▶ _Text to read_:
........

A tannery is a place for treating and tanning animal hides and skins. This process allows the animal hides to be turned into leather. The Phillips and Bentley Tannery in Marathon, New York first opened its doors for business in 1860. The first owners of the tannery were two men who worked as partners in the business, L.S Phillips and William Bentley. The tannery would quickly become a successful business for the two men but on October 5, 1874, just fourteen years after it first opened, the tannery was destroyed in a fire. However, the tannery would be rebuilt in 1877 by a man named John Dumphey.

Dumphey was a successful business man from New York City who saw the Tannery as a wise financial investment. Dumphey continued to reside in New York City and employed many local man from Marathon to run his business. The tannery would continue to thrive under its new ownership and its new name of Dumphey and Sons Tannery. At its peak, Dumphey and Sons Tannery was going through 16 cords of hemlock bark a day in the tanning process. For reference, 1 cord of wood is equivalent to 128 cubic feet. This means that the tannery was using just over 2,000 cubic feet of hemlock bark to tan their hides every day. Dumphey and Sons Tannery was not completely free of adversary though, as on October 1, 1885 the third floor of the building caught on fire. The fire was quickly put out and most of the building and the bark were saved but it's estimated that the fire caused nearly $60,000 in damages.

........

▶ _Exercise_: In the tannery history, on what date was the Phillips and Bentley Tannery destroyed by fire? These items have no connection to the tannery history above.

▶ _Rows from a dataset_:
........

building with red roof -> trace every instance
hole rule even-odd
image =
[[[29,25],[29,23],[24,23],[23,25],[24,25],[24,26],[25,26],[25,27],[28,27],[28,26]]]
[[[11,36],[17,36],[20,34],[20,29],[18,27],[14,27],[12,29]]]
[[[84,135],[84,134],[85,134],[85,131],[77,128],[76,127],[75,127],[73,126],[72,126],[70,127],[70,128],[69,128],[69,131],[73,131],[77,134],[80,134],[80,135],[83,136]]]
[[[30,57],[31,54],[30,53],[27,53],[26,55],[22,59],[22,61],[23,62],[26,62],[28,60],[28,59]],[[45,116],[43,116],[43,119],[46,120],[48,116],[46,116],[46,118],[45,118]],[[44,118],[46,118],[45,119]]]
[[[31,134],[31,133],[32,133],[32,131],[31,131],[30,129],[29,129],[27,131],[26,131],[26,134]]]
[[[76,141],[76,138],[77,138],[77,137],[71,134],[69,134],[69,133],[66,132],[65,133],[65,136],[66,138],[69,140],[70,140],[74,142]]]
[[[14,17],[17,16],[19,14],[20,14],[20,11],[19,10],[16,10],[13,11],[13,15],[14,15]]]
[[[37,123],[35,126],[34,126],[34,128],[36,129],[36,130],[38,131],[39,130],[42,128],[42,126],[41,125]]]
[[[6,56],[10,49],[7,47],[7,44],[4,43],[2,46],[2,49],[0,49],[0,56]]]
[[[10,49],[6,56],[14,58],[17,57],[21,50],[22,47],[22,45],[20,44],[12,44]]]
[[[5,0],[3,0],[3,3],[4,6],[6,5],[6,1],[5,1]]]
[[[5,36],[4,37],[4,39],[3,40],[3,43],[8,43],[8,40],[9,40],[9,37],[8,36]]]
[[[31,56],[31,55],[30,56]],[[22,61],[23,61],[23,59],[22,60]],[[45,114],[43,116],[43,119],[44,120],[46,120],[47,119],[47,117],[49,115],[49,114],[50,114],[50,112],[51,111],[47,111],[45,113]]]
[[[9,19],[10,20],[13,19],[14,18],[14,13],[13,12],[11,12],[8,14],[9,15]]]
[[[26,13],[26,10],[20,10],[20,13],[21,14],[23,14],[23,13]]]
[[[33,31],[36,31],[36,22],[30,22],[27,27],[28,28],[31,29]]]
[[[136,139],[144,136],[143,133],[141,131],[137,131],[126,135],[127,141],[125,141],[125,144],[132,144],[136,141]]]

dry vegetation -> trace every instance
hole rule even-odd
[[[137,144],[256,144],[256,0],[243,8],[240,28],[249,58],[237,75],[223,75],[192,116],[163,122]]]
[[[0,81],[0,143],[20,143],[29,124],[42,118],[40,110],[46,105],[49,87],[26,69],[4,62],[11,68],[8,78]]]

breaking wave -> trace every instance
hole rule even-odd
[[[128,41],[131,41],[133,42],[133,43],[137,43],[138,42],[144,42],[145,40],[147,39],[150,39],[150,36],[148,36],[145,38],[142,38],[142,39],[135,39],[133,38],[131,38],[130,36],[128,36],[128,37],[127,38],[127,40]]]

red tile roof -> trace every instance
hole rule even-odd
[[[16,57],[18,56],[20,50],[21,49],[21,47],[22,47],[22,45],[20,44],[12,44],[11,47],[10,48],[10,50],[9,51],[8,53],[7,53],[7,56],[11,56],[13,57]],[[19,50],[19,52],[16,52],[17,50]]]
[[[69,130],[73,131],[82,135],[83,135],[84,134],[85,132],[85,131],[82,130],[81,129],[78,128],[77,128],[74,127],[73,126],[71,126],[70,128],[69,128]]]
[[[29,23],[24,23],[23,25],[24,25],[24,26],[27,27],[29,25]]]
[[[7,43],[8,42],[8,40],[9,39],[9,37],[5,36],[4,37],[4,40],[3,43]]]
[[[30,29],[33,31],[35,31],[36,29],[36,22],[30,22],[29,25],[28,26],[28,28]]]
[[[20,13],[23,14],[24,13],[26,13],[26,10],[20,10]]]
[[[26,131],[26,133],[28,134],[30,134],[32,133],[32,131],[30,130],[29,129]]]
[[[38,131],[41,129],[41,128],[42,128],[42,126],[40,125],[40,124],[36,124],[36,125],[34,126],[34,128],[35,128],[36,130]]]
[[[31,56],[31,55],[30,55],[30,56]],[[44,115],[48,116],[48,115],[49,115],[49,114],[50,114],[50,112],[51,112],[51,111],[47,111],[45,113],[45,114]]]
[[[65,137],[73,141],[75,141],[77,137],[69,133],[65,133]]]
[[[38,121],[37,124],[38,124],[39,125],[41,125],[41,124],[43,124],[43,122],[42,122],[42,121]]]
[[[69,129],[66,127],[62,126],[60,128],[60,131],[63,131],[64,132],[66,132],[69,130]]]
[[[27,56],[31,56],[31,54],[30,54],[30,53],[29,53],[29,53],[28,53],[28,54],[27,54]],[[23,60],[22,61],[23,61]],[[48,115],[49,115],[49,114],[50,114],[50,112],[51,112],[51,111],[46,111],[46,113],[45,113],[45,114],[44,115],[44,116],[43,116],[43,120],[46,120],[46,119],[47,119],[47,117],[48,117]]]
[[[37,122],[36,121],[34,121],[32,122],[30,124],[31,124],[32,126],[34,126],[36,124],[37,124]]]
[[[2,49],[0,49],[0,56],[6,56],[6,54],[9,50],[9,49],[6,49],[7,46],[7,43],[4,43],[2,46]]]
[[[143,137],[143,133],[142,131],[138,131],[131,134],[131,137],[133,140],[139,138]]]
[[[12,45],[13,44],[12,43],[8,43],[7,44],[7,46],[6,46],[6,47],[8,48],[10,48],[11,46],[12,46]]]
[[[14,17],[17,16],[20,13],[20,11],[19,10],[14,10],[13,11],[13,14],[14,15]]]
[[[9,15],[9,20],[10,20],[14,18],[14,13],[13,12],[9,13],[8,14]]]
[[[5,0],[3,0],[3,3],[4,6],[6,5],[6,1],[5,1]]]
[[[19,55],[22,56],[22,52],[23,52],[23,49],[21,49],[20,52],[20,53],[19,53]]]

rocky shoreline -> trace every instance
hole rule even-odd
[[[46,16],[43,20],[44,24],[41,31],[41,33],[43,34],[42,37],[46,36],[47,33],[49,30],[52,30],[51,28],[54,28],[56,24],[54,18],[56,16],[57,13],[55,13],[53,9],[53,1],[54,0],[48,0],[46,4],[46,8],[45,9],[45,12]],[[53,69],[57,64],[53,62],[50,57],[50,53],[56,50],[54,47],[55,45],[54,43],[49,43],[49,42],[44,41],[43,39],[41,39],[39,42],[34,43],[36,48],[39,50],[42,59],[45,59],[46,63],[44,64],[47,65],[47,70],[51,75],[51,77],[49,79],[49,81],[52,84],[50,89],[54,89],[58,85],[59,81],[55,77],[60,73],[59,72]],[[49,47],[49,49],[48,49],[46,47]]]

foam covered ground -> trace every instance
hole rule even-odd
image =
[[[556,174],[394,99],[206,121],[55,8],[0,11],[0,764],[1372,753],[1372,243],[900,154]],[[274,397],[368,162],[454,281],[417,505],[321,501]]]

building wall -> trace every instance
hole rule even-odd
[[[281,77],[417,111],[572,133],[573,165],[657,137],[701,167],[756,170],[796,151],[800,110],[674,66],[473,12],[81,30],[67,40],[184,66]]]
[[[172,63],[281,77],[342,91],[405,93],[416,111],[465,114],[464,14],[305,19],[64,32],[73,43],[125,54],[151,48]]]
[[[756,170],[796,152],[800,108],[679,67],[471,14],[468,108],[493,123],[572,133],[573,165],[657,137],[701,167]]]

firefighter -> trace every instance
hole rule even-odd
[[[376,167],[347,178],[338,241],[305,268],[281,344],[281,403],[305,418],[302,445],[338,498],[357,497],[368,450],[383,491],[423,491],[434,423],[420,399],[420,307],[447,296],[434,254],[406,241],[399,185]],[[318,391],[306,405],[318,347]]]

........

▶ _Correct result_: October 5, 1874.